PyTorch implementation of "Speaker-ViT: global and local vision transformer for speaker verification".
we provide the code of model class and pretrained checkpoint, which can be used to verify the paper's results on VoxCeleb1 test set.
There is an example for using this pretrained model to calcute speaker embedding(400 dim).
import torch
import soundfile as sf
from speaker_vit import SpeakerViT
model = SpeakerViT()
model.load_state_dict(torch.load("./speaker-vit.pt"))
model.eval()
wave, _ = sf.read("your_wav_file_path")
tensor_wave = torch.FloatTensor(wave).view(1, -1)
speaker_embedding = model(tensor_wave)

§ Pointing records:
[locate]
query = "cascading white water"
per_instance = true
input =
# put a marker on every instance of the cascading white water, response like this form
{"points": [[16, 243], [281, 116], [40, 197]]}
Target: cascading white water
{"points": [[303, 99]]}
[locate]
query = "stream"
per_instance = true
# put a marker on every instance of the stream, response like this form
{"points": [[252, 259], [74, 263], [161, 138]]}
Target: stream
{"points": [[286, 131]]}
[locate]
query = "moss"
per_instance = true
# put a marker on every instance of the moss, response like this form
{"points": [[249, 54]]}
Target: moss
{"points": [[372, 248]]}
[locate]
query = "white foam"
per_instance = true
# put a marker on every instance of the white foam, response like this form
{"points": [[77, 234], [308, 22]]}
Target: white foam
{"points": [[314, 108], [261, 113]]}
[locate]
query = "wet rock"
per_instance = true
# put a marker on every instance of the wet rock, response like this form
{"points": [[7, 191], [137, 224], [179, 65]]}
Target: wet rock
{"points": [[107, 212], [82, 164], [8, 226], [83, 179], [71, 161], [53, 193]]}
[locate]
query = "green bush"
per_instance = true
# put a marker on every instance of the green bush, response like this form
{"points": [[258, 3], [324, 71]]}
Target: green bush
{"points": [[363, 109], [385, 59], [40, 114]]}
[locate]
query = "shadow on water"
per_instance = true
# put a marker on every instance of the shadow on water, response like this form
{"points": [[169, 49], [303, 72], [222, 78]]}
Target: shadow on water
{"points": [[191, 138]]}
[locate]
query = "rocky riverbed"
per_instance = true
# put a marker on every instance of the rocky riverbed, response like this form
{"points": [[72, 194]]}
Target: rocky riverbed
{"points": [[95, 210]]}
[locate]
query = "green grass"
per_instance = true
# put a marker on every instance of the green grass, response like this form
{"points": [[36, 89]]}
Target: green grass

§ Set problem: Please copy out the Speaker-ViT text word for word, including every line of its code.

§ Exercise output:
PyTorch implementation of "Speaker-ViT: global and local vision transformer for speaker verification".
we provide the code of model class and pretrained checkpoint, which can be used to verify the paper's results on VoxCeleb1 test set.
There is an example for using this pretrained model to calcute speaker embedding(400 dim).
import torch
import soundfile as sf
from speaker_vit import SpeakerViT
model = SpeakerViT()
model.load_state_dict(torch.load("./speaker-vit.pt"))
model.eval()
wave, _ = sf.read("your_wav_file_path")
tensor_wave = torch.FloatTensor(wave).view(1, -1)
speaker_embedding = model(tensor_wave)